▶ Exercise text:
The disconnect between academia and health ministries is often a limiting factor in the uptake of new methods, yet disconnects between academic fields and within government can also present obstacles. Valuable research and investments in precise diagnostics, vaccination tracking and surveillance systems can be undermined by a lack of similar efforts in measuring and mapping populations to provide the important context of denominators at small spatial scales – are the 100 cases of disease ‘X’ identified coming from a population of 1000 or 10,000? The phenomenon of vaccination coverage rates of greater than 100% is common through the use of outdated census counts as denominators [12, 13], while national disease surveys struggle to be representative if reliant on sample frames that are many years old in countries with rapidly changing populations [14].

[Referring-expression pointing data]

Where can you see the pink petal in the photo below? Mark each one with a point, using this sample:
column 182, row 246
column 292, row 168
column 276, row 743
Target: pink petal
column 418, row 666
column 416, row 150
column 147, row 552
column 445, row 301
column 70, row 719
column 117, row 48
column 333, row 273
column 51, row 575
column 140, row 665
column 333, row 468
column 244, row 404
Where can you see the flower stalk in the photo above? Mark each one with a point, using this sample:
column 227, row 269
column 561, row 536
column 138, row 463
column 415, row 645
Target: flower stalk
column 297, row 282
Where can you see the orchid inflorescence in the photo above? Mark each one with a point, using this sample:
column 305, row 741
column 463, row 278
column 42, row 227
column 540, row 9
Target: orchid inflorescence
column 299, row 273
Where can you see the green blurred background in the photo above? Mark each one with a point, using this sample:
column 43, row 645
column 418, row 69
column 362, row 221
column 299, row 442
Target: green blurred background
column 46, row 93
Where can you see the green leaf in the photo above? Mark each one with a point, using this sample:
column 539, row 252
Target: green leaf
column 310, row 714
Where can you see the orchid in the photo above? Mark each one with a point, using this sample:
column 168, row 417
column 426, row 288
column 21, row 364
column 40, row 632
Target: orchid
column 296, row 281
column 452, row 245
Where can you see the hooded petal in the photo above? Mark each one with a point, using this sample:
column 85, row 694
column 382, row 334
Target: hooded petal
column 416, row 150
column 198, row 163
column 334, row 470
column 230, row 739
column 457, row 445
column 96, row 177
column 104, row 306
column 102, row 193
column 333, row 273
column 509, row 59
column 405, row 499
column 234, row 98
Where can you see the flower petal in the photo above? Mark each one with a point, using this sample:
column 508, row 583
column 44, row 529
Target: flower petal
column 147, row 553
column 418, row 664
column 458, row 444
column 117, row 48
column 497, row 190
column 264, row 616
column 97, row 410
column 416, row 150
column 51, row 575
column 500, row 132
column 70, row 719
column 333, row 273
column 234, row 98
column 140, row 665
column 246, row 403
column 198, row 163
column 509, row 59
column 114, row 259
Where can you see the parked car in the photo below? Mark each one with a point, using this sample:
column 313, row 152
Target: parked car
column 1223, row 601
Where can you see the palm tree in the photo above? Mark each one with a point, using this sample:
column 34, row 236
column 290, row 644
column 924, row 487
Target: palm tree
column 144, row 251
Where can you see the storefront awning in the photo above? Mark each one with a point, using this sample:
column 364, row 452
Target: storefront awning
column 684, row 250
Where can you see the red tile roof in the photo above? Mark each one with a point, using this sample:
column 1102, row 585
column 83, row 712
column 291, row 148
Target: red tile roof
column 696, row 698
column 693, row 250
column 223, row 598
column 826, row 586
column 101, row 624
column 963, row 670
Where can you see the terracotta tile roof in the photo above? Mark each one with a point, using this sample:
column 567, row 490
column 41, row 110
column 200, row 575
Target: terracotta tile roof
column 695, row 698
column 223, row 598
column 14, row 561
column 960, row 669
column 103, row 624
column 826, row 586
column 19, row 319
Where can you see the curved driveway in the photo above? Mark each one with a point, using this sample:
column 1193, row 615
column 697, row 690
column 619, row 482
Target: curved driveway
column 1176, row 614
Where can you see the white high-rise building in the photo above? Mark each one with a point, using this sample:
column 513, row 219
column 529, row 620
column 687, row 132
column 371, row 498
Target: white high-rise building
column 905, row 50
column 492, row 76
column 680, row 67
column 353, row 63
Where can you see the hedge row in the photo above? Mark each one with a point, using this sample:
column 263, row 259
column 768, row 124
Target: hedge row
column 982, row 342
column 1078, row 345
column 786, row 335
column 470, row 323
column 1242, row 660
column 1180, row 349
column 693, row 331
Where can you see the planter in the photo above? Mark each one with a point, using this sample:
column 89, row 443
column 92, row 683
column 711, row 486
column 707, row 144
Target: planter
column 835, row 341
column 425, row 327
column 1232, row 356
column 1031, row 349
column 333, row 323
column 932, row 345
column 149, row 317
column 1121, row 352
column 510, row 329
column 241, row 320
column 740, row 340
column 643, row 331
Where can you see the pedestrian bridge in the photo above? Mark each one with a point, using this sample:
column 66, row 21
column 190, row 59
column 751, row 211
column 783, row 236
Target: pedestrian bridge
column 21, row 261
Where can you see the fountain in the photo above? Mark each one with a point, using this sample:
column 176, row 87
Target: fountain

▶ Exercise details:
Extend the passage on population data in public health by writing what comes after its last sentence. The items are separate material and are not part of the passage on population data in public health.

▶ Task result:
Conclusions

The lags in government adoption of scientific innovations in spatial epidemiology as well as disconnects between academia and disease control programmes are being tackled, with many positive examples that point towards recipes for bridging gaps. Links between ministries of health and local universities are being strengthened, training in Geographical Information Systems is becoming more widespread together with the adoption of open-source or tailored systems and dashboards [15], and organisations and funding programmes are focussing on feeding innovations into health systems and national statistics offices, sometimes requiring that modellers be embedded in ministries of health. Further, major funders and implementing partners are increasingly building explicitly applied public health goals into funding proposals; these require ministries of health to be involved and success is judged on uptake and implementation of new methods (e.g. [16]). The problems of inaccurate or missing denominators are being addressed through the integration of survey, satellite and mobile phone data, feeding into dashboards and tracking systems used by ministries of health [17]. While these efforts are gaining traction, they are not quite yet the norm, with academics often still rewarded more for quick-win publications in top journals than for the slower and more political process of engagement in the development of new insights and methods with national programmes to ensure sustained adoption and impact. On the implementation side, workloads and financial constraints often leave no time for learning about new findings and approaches.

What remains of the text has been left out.